◆ **PAGE TEXT**:

The Torah mentions this mitzvah in three different places.
(1) In Parshas Bo, the pasuk says: Every firstborn donkey, you shall redeem with a "seh," and if you do not redeem it, you should break its neck. Furthermore, the firstborn of your children, you shall also redeem (Shemos 13:13). (I will explain later why I did not translate the world "seh.")
(2) The pasuk repeats the same commandment almost verbatim in Parshas Ki Sissa (Shemos 34:20).
(3) In Parshas Korach, the Torah states: And the firstborn of a non-kosher animal you shall redeem (Bamidbar 18:15). Although this third verse does not mention specifically that it refers to a donkey, the halacha is that it refer exclusively to donkeys. There is no mitzvah to redeem a firstborn colt, camel, or puppy (Tosefta, Bechoros 1:2).

WITH WHAT DO WE REDEEM?
As mentioned above, the Torah commands the owner of a firstborn male donkey to redeem him by giving the cohen a seh, a word we usually translate as lamb. However, the word seh in the Torah does not mean only a lamb, but includes a kid goat (Mishnah Bechoros 9a). (In the mitzvah of Korban Pesach, Shemos 12:5, the Torah mentions this explicitly.) In actuality, one fulfills this mitzvah by giving the cohen either a sheep or a goat to redeem the donkey – whether they are young or mature, male or female (Mishnah Bechoros 9a). Furthermore, there is an alternative way to fulfill the mitzvah -- by redeeming the donkey with anything that is worth at least as much as the donkey (Bechoros 11a). However, if the owner redeems the donkey with a sheep or goat, he fulfills the mitzvah, even though the sheep or goat is worth far less than the donkey (Rambam, Hilchos Bikkurim 12:11).

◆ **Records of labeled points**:
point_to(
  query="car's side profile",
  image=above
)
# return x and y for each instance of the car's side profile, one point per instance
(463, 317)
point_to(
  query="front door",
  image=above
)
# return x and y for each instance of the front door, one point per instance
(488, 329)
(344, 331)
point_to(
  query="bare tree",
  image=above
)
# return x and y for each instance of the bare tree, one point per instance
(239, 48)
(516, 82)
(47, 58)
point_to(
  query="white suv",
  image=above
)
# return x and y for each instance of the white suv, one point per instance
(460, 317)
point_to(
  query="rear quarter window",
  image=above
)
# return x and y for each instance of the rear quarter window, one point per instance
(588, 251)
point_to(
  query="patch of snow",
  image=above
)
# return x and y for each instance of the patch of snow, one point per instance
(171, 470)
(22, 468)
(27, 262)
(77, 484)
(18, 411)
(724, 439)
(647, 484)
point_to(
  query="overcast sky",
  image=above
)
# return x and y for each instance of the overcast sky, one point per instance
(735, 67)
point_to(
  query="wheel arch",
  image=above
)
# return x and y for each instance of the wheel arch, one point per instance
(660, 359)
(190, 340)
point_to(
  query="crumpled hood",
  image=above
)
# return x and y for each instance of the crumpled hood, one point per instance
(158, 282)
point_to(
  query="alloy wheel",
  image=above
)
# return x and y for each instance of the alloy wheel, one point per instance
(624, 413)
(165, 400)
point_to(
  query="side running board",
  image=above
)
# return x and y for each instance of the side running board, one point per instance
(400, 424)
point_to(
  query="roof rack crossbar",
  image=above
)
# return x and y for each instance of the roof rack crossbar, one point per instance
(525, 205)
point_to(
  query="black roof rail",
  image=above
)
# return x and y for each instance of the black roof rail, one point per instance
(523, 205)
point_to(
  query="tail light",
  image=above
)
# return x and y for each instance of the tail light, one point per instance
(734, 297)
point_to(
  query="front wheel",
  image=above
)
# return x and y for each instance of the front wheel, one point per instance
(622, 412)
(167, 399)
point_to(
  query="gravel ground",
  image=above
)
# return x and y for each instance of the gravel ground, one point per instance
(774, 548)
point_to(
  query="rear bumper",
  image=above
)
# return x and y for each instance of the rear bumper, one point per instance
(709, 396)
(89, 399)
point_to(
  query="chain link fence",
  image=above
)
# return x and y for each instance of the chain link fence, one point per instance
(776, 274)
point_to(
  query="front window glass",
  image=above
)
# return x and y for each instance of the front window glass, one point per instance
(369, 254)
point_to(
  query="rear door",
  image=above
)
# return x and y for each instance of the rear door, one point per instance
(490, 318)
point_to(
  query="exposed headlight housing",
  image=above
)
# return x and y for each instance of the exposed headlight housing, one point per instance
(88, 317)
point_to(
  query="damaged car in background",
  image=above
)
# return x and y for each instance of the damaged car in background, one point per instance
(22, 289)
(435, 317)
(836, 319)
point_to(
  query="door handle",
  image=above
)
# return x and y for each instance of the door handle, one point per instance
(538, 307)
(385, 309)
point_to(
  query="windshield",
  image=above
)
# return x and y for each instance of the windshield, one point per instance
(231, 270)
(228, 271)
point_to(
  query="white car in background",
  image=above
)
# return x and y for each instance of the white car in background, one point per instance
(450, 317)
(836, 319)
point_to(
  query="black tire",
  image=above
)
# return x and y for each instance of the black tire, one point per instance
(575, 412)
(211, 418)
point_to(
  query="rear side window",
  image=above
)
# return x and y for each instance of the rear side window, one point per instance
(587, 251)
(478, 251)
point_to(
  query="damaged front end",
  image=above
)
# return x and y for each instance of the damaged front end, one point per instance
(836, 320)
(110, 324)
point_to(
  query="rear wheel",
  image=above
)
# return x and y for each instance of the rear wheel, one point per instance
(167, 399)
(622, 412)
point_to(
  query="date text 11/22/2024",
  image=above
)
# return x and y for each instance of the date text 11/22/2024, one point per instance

◆ **STATED EXERCISE A**:
Answer these questions using the passage on redeeming a firstborn donkey:
(i) Which three firstborn animals does it say there is no mitzvah to redeem?
(ii) Besides a lamb, what does the word seh include?
(iii) In which parsha does the pasuk repeat the commandment almost verbatim?
◆ **STATED EXERCISE B**: Write out the stretch of the passage on redeeming a firstborn donkey from "(2) The pasuk" through "(Tosefta, Bechoros 1:2).".
◆ **STATED EXERCISE C**: Extend the passage on redeeming a firstborn donkey, picking up after its final sentence.

◆ **EXPECTED ANSWER A**:
(i) A colt, a camel, and a puppy.
(ii) A kid goat.
(iii) Parshas Ki Sissa (Shemos 34:20).

◆ **EXPECTED ANSWER B**:
(2) The pasuk repeats the same commandment almost verbatim in Parshas Ki Sissa (Shemos 34:20).
(3) In Parshas Korach, the Torah states: And the firstborn of a non-kosher animal you shall redeem (Bamidbar 18:15). Although this third verse does not mention specifically that it refers to a donkey, the halacha is that it refer exclusively to donkeys. There is no mitzvah to redeem a firstborn colt, camel, or puppy (Tosefta, Bechoros 1:2).

◆ **EXPECTED ANSWER C**:
As we saw above, the Torah mentions the mitzvah of pidyon haben immediately after discussing the mitzvah of redeeming the firstborn donkey. Based on this juxtaposition of the two mitzvos, Chazal made several comparisons between them. For example, just as the mitzvah of pidyon haben applies only to a male child, so, too, the mitzvah of petter chamor applies only to a firstborn male donkey and not to a female. Similarly, just as the child of a cohen or levi is exempt from the mitzvah of pidyon haben, so, too, a donkey that is owned (or even partially owned) by a cohen or levi is exempt from the mitzvah of petter chamor (see Mishnah Bechoros 3b). And just as a newborn child whose mother is the daughter of a cohen or a levi is exempt from the mitzvah of pidyon haben, so, too, a donkey that is owned or even partially owned by the daughter of a cohen or a levi is exempt from the mitzvah of petter chamor (Shu"t HaRashba 1:366). This is true, even if the bas cohen or bas levi is married to a yisroel (Rema, Yoreh Deah 321:19). Thus, a yisroel who owns a donkey that is pregnant for the first time could avoid performing the mitzvah of petter chamor by selling a percentage of the pregnant donkey or a percentage of her fetus to a cohen, a levi, a bas cohen or a bas levi. He could even avoid the mitzvah by selling a percentage to his own wife, if she is a bas cohen or a bas levi. However, in order to perform this transaction in a halachically correct fashion, he should consult with a rav.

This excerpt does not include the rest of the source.